--- Excerpted text Enclosed Below ---
Department of Paraguay

Caazapá (Spanish pronunciation: [ka(a)saˈpa]) is a department in Paraguay, with its capital in the city of the same name. The eastern region of Caazapá is relatively undeveloped, characterized by rolling hills and large areas of Brazilian Atlantic Forest situated between the San Rafael mountains to the south and the Ybytyruzú mountains to the north. Conversely, the western region consists of low-lying wetlands, marshes, and tributaries feeding into the Tebicuary River, the largest river in eastern Paraguay.

Several indigenous groups inhabit the remaining rainforest areas, particularly south of the highway connecting San Juan Nepomuceno and Tavaí. Among them are the Mbyá and Guayaki peoples, who live in small communities and practice subsistence farming under the forest canopy, cultivating corn, cassava, and yerba mate. Although many of their lands are designated as national reserves and theoretically protected by law, their territories face encroachment from illegal logging, ranching, and large-scale soybean cultivation by Brazilians.

==Districts==

The department is divided in 11 districts:

| District | Population (2002) |  |  |
| Urban | Rural | Total |
| Abaí | 2,640 | 23,535 | 26,175 |
| Buena Vista | 1,416 | 3,924 | 5,340 |
| Caazapá | 5,990 | 16,382 | 22,372 |
| Doctor Moisés Bertoni | 330 | 4,286 | 4,616 |
| Fulgencio Yegros | 1,067 | 4,891 | 5,958 |
| General Higinio Morínigo | 1,242 | 4,257 | 5,499 |
| Maciel | 431 | 3,526 | 3,957 |
| San Juan Nepomuceno | 6,937 | 17,306 | 24,243 |
| Tavaí | 656 | 12,698 | 13,354 |
| Yuty | 4,299 | 23,704 | 28,003 |
| Tres de Mayo |  |  |  |

==History==

The history of the department is closely tied to the early Franciscan missionaries in Paraguay, who established several reductions (reducciones) in the region. Notably, these missions successfully secured a ten-year exemption from the encomienda (patronage) system for the indigenous population, making them some of the earliest successful reductions in the Río de la Plata region.
--- End of Enclosed Excerpted text ---
**Work request A**
Answer these questions using the text on the Caazapá department:
(i) Which mountains lie to the south of the Atlantic Forest areas in eastern Caazapá?
(ii) What crops do the Mbyá and Guayaki peoples cultivate?
(iii) From what system did the Franciscan missions secure a ten-year exemption for the indigenous population?
**Work request B**
Continue the text on the Caazapá department from its final sentence, in the same formal register.
The records have a separate origin and are unrelated to the text on the Caazapá department.
--- Provided data Enclosed Below ---
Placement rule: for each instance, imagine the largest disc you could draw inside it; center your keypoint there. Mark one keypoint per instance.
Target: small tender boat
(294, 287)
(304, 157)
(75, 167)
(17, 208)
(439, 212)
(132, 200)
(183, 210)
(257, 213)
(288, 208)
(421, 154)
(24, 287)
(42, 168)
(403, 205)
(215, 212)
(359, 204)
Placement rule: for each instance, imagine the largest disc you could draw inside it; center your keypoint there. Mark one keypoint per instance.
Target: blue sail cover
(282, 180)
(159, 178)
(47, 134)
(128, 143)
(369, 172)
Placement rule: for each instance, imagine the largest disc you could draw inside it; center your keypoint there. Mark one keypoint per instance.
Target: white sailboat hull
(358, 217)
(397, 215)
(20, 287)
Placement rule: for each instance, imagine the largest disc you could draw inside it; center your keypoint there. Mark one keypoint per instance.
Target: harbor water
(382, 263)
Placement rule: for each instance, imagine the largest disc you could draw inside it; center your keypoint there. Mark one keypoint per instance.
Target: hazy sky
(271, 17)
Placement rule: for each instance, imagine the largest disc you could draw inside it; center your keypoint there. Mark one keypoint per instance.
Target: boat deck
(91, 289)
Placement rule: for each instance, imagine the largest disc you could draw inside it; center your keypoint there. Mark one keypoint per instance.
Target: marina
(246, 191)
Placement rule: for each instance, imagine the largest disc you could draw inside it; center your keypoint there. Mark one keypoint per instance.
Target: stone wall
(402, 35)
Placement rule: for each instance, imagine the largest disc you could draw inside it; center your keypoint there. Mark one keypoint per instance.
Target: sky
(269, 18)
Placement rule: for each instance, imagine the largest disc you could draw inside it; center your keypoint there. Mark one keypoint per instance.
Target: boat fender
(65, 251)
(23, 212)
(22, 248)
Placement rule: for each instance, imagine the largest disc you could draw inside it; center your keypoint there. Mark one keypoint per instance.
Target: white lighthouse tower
--- End of Enclosed Provided data ---
**Exercise output A**
(i) The San Rafael mountains.
(ii) Corn, cassava, and yerba mate.
(iii) The encomienda (patronage) system.

**Exercise output B**
The central and southern areas of Caazapá played a significant role in the colonial consolidation of Paraguay. The Franciscan presence in the missions of Yuty and Caazapá began in 1607 and expanded throughout the 17th and 18th centuries. In 1786, the San Juan Nepomuceno mission was founded, further expanding agricultural development and settlement in the region.

In 1906, Caazapá was officially established by law as the sixth department of Paraguay, with the city of Caazapá designated as its capital. The department's borders have remained unchanged since their last modification in 1973.

In the late 19th century, Australian colonists settled in this department to found a racist-socialist colony. A few descendants still remain, but the colony is considered a failure. One of the most notorious personalities that are descendant of these colonists is the comic book writer Robin Wood. Other famous people from Caazapá are:

- M. D. Pedro N. Ciancio, the first pediatrician of Paraguay, and who brought to the country the first grains of soy.
- M. D. Pedro Duarte Ortellado, creator of the Ministry of Health and its first minister.
- Félix Paiva, lawyer and President of the Republic between 1937 and 1939.
- Maria Concepción Leyes de Chávez, writer.
- Miguel Ángel Pangrazio, lawyer and writer.
- Ana Iris Chávez de Ferreiro, poet and writer.
- Felipe Sosa, guitar player.
- Father José de Jesús Aguirre, writer and psychologist.
- Monsignor Saro Vera, writer.

==Geography==
===Limits===

To the North, it limits with the Guairá and Caaguazú departments, to the south with Itapúa, to the east with Alto Paraná and to the west with Misiones and Paraguarí.

===Climate===

The highest temperatures reach 37 °C and the lowest drop to 1 °C, the average is 21 °C. It is one of the departments with more quantity of precipitation.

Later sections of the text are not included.